ZU BEARBEITEN: Gib an, wo es laut dem ausgewählten Text eingebettete Systeme gibt.

AUSGEWÄHLTER TEXT:
Escrypt-Mitarbeiter kennen deren Sicherheitssysteme und gehen vertraulich mit diesen Informationen um. Der Angriff von Lange war zwar erfunden, aber durchaus realistisch. Eingebettete Systeme sind kleine Prozessoren, die allein eine Aufgabe erfüllen, beispielsweise den Notruf beim Unfall abzusetzen. Es gibt sie in Steuergeräten von Autos, Waschmaschinen, industriellen Anlagen und der Medizintechnik. Auch für diese Industrien ist Escrypt tätig, weil auch ihnen Gefahr droht. So haben Herzschrittmacher ebenfalls eine Funkschnittstelle, über die der Arzt Daten abfragen und Einstellungen vornimmt. Wer Böses im Schilde führt, könnte ihn einfach abschalten.

VORLIEGENDE EINTRÄGE:
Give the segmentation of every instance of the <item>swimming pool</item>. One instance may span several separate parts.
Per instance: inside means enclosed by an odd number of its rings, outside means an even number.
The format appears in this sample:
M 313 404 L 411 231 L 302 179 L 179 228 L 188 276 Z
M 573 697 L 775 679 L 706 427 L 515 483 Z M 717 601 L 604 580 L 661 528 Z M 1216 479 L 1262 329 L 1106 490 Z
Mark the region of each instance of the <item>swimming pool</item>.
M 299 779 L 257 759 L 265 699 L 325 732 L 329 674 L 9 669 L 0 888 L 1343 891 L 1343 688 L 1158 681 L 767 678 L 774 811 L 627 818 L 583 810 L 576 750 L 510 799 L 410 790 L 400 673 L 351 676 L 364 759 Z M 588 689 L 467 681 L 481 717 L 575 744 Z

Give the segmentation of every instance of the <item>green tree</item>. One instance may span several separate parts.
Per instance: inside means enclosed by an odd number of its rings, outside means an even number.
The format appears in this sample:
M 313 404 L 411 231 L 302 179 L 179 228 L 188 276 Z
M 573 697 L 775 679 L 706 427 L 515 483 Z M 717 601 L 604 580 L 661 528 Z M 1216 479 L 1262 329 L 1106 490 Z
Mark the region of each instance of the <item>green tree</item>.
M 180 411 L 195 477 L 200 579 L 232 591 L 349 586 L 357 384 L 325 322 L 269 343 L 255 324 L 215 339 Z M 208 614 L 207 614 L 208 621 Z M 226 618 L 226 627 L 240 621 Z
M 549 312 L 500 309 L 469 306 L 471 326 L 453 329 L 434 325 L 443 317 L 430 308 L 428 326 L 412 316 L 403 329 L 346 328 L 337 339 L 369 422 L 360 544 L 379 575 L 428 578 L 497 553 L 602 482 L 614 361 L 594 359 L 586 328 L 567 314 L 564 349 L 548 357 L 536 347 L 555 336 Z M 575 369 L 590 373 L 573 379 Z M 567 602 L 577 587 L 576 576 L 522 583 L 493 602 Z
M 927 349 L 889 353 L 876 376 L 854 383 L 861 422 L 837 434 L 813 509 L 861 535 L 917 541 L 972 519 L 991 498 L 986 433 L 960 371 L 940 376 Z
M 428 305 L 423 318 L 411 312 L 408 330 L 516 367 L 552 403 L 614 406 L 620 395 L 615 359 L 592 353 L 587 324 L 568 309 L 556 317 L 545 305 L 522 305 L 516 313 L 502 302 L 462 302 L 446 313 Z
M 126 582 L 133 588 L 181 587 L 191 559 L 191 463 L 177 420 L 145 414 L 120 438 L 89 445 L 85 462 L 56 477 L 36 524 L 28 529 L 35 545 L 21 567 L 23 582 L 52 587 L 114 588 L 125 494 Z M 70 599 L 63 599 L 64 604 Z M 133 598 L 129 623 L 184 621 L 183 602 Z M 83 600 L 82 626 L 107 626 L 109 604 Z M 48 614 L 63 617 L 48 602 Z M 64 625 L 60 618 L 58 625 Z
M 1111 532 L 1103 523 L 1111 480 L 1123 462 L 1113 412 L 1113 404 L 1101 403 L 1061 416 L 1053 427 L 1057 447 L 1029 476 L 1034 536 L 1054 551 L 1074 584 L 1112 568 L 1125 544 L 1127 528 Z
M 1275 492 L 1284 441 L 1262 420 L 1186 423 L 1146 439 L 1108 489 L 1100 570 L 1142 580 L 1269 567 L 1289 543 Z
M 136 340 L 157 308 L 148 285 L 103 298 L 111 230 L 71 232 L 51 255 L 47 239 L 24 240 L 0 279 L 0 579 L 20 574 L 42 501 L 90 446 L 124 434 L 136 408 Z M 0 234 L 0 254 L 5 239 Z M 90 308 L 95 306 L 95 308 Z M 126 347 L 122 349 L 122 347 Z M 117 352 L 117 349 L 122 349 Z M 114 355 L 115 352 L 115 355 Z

ANTWORT: Eingebettete Systeme gibt es in Steuergeräten von Autos, Waschmaschinen, industriellen Anlagen und der Medizintechnik.